--- PASSAGE ---
+ + + + +

Fred McClimans: So my second Fast Five. All three of us, we love to travel. At various times we’re on the road a little, maybe a lot. Whenever I travel I tend to rely a lot upon the mapping applications for whatever location I happen to end up in. I’ve not been a fan of Apple Maps in the past. Even today, I still have issues where I realize I’m being directed to a one-way street the wrong way or a road that has been closed for three years and here it is on Apple Maps. But, that said, I came across an article where they were claiming… Not they, but an independent researcher was claiming, that Apple Maps was outperforming Google Maps. So, obviously, my curiosity was there. It turns out that what they have done, what Apple Maps has done, is they’ve spent the last couple of years really focusing on the detail within their maps. So things like the actual shape of buildings, the actual shape of parks, where there’s green in a city and where there’s not. It turns out that Apple Maps really does a pretty phenomenal job now of actually showing you what the landscape actually looks without having to toggle back and forth to satellite mode.

So kudos to Apple for finally figuring out that the details do matter in something like Apple Maps. But the flip side of this here is that, while the headline turned out to be a little bit more clickbait than I was hoping for, it turns out that the Apple Maps more detailed perspective, which includes everything from wildlife wilderness to city and urban areas, they only cover 3.1% of the land mass and only 4.9% of the population today. So they’ve got a long way to go. But at least maybe this is a nod in the right direction for people who are geographically challenged as I am.

+ + + + +

--- INFORMATION SUPPLIED ---
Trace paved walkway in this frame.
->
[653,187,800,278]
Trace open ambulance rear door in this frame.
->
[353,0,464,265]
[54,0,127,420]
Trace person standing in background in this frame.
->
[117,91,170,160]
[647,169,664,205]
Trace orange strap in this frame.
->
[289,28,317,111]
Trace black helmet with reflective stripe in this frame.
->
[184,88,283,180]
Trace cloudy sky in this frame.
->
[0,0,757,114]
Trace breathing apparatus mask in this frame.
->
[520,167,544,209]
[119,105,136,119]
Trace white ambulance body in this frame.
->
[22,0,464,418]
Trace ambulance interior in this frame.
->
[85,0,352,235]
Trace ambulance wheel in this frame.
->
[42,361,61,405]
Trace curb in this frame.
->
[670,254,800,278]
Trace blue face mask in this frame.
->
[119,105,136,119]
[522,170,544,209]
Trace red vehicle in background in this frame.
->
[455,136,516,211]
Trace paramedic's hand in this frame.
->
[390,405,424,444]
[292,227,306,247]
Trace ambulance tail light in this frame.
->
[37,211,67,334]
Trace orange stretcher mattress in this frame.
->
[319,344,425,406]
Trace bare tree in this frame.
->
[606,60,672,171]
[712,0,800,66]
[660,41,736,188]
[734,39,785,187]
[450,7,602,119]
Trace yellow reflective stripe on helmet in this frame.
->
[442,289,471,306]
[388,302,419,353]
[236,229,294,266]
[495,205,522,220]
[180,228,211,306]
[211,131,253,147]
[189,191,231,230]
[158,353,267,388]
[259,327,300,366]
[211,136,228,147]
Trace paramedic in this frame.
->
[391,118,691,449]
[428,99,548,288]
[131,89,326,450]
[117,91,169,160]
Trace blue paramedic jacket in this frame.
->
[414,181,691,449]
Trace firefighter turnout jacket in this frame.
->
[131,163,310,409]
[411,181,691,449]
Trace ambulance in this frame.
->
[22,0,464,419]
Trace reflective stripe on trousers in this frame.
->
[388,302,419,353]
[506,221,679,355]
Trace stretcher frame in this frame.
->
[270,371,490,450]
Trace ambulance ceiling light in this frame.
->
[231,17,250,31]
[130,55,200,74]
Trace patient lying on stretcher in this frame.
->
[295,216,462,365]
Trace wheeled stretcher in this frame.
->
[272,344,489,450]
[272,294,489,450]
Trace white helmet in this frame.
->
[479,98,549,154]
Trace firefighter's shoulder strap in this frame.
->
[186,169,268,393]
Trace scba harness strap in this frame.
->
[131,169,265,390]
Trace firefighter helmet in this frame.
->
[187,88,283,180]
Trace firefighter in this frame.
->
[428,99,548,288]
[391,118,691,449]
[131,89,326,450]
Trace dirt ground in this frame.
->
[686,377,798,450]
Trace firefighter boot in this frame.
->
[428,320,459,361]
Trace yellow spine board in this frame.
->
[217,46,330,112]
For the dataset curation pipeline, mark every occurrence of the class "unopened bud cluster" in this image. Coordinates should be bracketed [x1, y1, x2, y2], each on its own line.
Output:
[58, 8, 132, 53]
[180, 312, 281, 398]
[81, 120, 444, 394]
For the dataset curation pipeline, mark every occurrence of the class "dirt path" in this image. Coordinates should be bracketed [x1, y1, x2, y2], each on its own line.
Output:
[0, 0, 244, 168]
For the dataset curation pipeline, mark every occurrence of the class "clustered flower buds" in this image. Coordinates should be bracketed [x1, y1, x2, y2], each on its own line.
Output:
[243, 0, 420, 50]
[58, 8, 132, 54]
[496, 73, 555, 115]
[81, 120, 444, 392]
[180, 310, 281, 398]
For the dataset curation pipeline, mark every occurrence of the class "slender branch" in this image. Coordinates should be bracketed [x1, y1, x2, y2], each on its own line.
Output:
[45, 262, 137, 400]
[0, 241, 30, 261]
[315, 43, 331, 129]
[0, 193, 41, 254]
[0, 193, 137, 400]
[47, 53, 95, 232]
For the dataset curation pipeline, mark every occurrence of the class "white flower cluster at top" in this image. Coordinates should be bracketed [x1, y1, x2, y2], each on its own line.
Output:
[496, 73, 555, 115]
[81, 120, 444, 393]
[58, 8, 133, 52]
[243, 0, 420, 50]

+ + + + +

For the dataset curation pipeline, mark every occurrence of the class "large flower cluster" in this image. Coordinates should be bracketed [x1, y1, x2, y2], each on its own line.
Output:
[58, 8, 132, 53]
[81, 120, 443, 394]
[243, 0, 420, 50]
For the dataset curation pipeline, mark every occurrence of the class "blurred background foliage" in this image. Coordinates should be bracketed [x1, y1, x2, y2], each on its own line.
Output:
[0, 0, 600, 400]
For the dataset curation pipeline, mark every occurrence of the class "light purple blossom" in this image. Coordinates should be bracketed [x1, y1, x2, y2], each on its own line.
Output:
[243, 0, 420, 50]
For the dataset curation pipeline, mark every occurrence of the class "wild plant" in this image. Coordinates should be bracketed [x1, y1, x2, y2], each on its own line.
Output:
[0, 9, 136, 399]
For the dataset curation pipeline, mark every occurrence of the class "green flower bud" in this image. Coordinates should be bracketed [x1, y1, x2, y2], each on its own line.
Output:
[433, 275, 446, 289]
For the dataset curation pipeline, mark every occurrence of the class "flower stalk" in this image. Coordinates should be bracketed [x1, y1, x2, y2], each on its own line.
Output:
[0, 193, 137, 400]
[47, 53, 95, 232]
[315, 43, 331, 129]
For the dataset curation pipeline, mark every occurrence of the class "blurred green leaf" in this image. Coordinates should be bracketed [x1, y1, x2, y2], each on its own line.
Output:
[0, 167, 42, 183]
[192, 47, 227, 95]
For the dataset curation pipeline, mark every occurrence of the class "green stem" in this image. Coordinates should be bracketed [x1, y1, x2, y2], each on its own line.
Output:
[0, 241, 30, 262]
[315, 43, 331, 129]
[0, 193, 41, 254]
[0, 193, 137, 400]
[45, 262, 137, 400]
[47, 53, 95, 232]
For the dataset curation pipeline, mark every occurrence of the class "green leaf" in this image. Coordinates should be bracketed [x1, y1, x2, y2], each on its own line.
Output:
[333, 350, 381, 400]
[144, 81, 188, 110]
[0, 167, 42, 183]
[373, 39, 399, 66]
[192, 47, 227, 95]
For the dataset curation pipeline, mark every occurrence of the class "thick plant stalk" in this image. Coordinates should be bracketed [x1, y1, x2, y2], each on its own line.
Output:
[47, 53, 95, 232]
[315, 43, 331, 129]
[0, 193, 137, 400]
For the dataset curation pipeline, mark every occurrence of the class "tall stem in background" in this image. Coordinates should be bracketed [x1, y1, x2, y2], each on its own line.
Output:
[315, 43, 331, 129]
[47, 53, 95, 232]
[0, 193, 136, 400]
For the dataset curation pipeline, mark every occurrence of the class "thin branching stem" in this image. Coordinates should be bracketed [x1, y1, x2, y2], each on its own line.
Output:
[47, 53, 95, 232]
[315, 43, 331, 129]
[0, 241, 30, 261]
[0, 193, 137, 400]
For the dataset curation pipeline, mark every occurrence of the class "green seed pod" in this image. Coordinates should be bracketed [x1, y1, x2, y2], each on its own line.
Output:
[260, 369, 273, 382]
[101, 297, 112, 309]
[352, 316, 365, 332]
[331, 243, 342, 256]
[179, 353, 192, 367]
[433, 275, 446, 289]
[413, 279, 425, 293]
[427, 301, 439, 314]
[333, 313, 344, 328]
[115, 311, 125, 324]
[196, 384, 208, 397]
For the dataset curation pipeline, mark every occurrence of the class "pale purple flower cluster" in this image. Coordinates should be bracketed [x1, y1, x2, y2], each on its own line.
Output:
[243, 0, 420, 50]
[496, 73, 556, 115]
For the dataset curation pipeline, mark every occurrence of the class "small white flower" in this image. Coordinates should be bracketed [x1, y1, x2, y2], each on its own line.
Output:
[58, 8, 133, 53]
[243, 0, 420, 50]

+ + + + +

--- TASK GOAL ---
Write out the whole Apple Maps passage above word for word, with nothing added or changed.

--- ANSWER ---
Fred McClimans: So my second Fast Five. All three of us, we love to travel. At various times we’re on the road a little, maybe a lot. Whenever I travel I tend to rely a lot upon the mapping applications for whatever location I happen to end up in. I’ve not been a fan of Apple Maps in the past. Even today, I still have issues where I realize I’m being directed to a one-way street the wrong way or a road that has been closed for three years and here it is on Apple Maps. But, that said, I came across an article where they were claiming… Not they, but an independent researcher was claiming, that Apple Maps was outperforming Google Maps. So, obviously, my curiosity was there. It turns out that what they have done, what Apple Maps has done, is they’ve spent the last couple of years really focusing on the detail within their maps. So things like the actual shape of buildings, the actual shape of parks, where there’s green in a city and where there’s not. It turns out that Apple Maps really does a pretty phenomenal job now of actually showing you what the landscape actually looks without having to toggle back and forth to satellite mode.

So kudos to Apple for finally figuring out that the details do matter in something like Apple Maps. But the flip side of this here is that, while the headline turned out to be a little bit more clickbait than I was hoping for, it turns out that the Apple Maps more detailed perspective, which includes everything from wildlife wilderness to city and urban areas, they only cover 3.1% of the land mass and only 4.9% of the population today. So they’ve got a long way to go. But at least maybe this is a nod in the right direction for people who are geographically challenged as I am.